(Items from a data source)
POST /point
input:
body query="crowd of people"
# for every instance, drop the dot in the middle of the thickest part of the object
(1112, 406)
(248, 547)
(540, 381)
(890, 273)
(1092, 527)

WORK TO BE COMPLETED. Rescale the items above by reproducing every line, requests included, with each point coordinate in the answers multiplied by 2 and rounded to a whole number, halves rounding up.

RESULT OF THIS TASK.
POST /point
input:
body query="crowd of people"
# for every instance, drop the dot in the middle of the thickest part of the object
(2224, 812)
(496, 1094)
(1080, 762)
(1780, 546)
(2184, 1054)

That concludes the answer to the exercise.